* READING PASSAGE *
....
An initiative promoting dairy goat production is empowering rural women, alleviating poverty, and strengthening livelihoods within some of Afghanistan’s poorest communities. Targeting 1350 poor women in Baghlan and Nangrahar provinces, the project has facilitated access to over 1500 healthy goats, delivered training, and provided technical support to raise productivity and generate positive impacts on incomes and general wellbeing.
Participating women are already reaping the benefits: milk production has increased by 15-30%, and assessments suggest that over the coming year the value of gross benefits – approximately 1.1 million USD – will grow to six times the initial investment.
This success is partly attributed to the fact that the initial women targeted already had some goat raising experience, owned goats, or required technical assistance. However, a novel feature of the initiative – a ‘Pass on the Gift’ policy which encourages participants to pass on a one yearling goat to another female villager – will help to extend the initiative’s benefits more widely and promote social integration. So far, 400 goats have been distributed in this way and the policy has attracted significant support from village elders, community leaders, and local community development councils.
Other aspects of the initiative include the provision of vaccinations and health services for local goat populations. Over 40,000 small ruminants have been de-wormed and vaccinated against Foot and Mouth Disease, Anthrax, and Enterotaxaemia, leading to a significant fall in mortality and abortion rates. Recognizing the close relationship between effective health care and productivity, communities have begun to pay for health services, raising the potential of their long-term sustainability.
....
* INFORMATION PROVIDED *

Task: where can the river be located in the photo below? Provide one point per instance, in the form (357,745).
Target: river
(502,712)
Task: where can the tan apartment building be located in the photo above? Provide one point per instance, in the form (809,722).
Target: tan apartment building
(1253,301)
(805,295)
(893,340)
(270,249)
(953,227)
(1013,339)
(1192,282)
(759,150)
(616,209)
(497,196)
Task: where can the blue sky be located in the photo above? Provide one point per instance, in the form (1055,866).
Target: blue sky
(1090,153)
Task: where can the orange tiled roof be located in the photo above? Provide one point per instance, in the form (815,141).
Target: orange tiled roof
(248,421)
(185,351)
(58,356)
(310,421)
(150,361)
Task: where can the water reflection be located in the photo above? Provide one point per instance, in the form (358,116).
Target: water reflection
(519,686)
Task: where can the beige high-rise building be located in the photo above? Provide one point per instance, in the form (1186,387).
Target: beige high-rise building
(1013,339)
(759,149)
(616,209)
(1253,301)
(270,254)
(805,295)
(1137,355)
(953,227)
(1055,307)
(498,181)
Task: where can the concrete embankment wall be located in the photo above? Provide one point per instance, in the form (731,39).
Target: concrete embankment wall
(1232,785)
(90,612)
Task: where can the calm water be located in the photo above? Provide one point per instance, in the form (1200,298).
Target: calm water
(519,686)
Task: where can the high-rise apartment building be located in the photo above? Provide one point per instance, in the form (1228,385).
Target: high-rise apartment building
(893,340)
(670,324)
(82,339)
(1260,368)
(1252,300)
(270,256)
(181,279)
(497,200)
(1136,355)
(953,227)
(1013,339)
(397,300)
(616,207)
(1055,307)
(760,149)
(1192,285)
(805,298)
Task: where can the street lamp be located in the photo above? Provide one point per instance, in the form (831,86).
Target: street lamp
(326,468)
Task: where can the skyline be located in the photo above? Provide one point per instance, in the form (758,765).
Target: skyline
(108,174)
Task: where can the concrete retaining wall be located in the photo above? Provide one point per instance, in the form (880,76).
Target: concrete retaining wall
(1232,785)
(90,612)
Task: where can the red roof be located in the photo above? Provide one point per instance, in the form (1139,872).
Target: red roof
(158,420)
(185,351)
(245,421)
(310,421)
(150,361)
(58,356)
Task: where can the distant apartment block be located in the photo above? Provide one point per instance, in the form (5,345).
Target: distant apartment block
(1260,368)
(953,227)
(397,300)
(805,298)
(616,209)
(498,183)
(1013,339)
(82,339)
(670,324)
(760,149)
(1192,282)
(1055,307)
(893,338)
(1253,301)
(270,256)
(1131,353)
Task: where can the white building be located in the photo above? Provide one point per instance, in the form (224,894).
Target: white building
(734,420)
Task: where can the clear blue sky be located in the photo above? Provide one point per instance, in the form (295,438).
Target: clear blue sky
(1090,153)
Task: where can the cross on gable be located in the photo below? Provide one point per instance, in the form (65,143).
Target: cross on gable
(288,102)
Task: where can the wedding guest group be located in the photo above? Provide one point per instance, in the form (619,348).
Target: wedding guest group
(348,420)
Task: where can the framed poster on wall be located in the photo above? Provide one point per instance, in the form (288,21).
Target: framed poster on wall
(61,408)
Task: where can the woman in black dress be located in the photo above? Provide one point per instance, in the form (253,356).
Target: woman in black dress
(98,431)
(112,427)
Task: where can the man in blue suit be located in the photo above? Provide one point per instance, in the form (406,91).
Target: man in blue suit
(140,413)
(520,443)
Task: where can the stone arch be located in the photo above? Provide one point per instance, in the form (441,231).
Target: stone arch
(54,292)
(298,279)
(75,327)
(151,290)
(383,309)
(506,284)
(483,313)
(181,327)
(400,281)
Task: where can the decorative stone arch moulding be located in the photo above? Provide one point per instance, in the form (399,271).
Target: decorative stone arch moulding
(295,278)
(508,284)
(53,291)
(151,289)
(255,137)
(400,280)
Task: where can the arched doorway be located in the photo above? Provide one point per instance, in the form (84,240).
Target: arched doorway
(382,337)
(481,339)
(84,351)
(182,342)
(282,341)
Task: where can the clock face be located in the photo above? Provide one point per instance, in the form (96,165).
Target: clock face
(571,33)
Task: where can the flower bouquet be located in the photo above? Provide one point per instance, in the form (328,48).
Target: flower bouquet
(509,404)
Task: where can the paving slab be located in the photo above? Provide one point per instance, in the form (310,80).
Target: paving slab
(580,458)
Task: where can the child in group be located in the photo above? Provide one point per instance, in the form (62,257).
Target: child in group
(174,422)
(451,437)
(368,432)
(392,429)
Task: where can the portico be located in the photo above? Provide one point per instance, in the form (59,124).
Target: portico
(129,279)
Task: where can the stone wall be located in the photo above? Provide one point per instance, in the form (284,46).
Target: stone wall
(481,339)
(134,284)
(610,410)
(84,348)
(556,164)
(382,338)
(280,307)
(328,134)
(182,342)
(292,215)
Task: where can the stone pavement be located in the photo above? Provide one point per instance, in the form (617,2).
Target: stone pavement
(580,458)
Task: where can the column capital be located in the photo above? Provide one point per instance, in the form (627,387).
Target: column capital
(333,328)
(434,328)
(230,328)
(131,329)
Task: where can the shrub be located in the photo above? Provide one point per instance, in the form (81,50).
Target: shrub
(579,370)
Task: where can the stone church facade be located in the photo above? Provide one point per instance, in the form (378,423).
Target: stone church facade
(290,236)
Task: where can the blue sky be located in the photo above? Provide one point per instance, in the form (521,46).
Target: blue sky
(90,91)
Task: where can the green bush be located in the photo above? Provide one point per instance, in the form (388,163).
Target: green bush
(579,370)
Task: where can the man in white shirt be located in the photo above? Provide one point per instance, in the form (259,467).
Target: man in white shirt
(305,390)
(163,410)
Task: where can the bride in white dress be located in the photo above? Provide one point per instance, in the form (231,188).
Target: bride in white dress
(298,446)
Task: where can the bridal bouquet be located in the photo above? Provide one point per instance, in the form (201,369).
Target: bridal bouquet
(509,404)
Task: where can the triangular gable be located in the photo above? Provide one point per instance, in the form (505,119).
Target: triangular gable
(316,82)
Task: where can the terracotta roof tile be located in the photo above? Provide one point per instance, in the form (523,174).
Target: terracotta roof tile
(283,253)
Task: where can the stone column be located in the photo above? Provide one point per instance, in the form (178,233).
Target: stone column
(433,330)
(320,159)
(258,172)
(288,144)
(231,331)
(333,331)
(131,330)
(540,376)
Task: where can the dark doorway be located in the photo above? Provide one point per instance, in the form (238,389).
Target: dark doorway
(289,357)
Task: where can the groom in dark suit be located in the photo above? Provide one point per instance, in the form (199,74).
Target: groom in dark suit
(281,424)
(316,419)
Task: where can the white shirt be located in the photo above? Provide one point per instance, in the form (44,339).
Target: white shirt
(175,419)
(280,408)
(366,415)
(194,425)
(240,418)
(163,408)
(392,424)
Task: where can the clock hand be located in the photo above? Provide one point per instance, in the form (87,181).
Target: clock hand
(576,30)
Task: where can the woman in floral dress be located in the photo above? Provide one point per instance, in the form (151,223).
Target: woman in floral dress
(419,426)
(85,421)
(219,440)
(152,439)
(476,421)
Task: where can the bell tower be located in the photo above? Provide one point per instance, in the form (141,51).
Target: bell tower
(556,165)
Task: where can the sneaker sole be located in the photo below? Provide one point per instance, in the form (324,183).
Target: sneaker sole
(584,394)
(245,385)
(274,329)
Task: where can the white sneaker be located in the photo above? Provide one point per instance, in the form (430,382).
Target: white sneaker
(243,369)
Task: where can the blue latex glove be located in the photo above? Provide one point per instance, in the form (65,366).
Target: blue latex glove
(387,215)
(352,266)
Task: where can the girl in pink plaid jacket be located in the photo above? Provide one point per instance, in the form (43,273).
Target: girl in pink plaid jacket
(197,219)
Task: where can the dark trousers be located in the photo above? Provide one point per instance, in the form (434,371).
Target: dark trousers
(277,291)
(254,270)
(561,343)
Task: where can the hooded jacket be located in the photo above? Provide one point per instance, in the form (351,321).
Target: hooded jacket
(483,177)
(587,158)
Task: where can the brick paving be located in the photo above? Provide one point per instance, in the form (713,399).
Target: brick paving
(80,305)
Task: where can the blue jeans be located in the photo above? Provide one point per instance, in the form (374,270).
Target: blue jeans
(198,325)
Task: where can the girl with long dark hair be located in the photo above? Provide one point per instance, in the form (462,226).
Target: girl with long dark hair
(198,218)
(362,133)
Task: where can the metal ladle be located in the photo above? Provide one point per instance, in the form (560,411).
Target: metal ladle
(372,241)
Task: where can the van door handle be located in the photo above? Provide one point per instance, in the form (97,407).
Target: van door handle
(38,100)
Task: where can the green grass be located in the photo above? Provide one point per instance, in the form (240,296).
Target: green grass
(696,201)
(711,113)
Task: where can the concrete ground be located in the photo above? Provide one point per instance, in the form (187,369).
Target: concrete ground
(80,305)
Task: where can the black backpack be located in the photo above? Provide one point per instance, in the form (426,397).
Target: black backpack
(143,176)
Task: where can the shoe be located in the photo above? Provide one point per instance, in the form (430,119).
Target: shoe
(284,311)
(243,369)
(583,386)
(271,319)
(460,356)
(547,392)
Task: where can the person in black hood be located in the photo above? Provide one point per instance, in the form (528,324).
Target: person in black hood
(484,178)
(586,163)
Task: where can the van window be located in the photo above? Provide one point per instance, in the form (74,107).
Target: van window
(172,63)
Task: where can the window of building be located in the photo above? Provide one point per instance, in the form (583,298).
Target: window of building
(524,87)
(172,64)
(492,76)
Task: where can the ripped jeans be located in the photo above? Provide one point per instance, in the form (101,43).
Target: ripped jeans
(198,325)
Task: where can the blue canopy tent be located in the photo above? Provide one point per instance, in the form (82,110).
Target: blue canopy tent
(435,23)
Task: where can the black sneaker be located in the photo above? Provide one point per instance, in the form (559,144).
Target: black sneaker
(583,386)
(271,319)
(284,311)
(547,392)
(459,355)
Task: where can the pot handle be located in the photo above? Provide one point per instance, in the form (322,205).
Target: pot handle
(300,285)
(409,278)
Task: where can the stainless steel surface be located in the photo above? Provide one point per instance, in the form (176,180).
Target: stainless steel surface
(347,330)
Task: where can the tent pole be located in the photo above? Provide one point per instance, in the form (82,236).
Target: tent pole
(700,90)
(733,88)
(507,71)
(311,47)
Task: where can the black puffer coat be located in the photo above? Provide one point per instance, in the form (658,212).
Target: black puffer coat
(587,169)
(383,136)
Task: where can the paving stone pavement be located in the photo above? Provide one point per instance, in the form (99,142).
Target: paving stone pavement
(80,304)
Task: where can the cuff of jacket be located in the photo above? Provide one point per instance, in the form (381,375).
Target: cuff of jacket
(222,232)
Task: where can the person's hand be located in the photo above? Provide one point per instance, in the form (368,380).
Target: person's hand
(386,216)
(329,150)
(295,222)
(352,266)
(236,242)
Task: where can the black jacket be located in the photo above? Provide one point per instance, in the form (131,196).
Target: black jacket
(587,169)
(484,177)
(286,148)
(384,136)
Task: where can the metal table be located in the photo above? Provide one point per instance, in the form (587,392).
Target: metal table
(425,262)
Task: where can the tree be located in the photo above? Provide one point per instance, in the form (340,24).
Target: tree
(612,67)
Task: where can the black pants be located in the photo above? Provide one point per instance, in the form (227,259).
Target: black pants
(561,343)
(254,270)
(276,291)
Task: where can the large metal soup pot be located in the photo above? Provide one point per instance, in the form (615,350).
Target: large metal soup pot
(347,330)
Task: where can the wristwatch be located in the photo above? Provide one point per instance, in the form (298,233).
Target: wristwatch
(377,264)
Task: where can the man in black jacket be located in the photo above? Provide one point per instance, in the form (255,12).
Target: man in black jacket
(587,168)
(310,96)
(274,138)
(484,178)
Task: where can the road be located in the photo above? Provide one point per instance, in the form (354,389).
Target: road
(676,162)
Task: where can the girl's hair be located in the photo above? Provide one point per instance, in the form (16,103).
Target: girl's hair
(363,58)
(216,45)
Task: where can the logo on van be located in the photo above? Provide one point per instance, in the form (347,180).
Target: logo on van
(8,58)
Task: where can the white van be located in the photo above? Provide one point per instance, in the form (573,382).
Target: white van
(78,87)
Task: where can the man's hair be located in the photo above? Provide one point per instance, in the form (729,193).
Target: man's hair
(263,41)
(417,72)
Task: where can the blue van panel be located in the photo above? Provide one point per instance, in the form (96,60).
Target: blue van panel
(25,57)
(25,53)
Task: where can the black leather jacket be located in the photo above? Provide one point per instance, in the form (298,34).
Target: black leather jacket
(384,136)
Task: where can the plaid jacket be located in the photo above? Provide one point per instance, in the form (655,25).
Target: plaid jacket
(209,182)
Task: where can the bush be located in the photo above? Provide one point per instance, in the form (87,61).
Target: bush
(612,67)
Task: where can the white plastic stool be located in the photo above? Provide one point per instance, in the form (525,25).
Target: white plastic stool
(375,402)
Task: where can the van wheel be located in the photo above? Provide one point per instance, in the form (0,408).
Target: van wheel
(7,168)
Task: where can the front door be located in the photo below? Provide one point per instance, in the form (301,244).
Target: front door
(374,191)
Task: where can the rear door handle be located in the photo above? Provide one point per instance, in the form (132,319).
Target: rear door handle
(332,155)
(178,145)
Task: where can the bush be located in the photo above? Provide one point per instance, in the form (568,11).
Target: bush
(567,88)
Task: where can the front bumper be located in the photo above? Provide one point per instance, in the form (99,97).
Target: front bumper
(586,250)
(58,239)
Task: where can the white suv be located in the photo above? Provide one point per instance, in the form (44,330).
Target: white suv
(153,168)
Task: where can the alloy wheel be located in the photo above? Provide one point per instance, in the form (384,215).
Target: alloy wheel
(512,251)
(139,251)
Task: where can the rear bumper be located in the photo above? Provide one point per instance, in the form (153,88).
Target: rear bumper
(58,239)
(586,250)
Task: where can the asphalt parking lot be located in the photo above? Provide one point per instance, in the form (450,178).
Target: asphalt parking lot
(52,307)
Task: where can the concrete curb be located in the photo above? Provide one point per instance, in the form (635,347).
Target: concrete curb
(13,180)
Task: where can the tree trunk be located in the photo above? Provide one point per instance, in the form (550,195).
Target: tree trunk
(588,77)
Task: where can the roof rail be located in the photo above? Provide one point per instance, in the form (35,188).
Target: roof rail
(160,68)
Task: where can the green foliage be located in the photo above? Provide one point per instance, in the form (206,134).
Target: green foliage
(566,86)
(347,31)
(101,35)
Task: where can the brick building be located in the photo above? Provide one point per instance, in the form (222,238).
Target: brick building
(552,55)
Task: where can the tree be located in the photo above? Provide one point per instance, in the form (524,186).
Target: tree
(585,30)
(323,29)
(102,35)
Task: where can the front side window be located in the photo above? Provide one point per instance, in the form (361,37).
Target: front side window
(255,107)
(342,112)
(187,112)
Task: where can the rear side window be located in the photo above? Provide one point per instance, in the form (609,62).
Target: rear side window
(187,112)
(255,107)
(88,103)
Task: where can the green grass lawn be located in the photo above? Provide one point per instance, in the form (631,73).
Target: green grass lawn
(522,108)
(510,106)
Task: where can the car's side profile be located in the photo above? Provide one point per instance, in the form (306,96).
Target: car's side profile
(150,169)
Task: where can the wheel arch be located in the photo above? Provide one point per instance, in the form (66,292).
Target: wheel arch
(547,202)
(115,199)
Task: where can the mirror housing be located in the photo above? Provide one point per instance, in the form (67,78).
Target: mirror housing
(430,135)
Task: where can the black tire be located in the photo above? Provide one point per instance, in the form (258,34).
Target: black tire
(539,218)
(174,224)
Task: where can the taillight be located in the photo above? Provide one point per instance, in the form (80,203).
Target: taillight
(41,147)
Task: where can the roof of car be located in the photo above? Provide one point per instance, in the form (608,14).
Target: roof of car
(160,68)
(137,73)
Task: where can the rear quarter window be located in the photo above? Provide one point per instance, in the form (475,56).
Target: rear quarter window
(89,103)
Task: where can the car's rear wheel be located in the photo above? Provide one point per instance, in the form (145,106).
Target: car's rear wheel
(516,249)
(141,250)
....
* ACTIVITIES *
1 – Write out the part of the dairy goat passage starting with "An initiative promoting" and going on through "the initial investment.", word for word.
2 – According to the dairy goat passage, how many small ruminants have been de-wormed and vaccinated?
The lines above come from a different source than the dairy goat passage.

* RESULTS OF THE EXERCISE *
1 –
An initiative promoting dairy goat production is empowering rural women, alleviating poverty, and strengthening livelihoods within some of Afghanistan’s poorest communities. Targeting 1350 poor women in Baghlan and Nangrahar provinces, the project has facilitated access to over 1500 healthy goats, delivered training, and provided technical support to raise productivity and generate positive impacts on incomes and general wellbeing.
Participating women are already reaping the benefits: milk production has increased by 15-30%, and assessments suggest that over the coming year the value of gross benefits – approximately 1.1 million USD – will grow to six times the initial investment.

2 – Over 40,000 small ruminants have been de-wormed and vaccinated.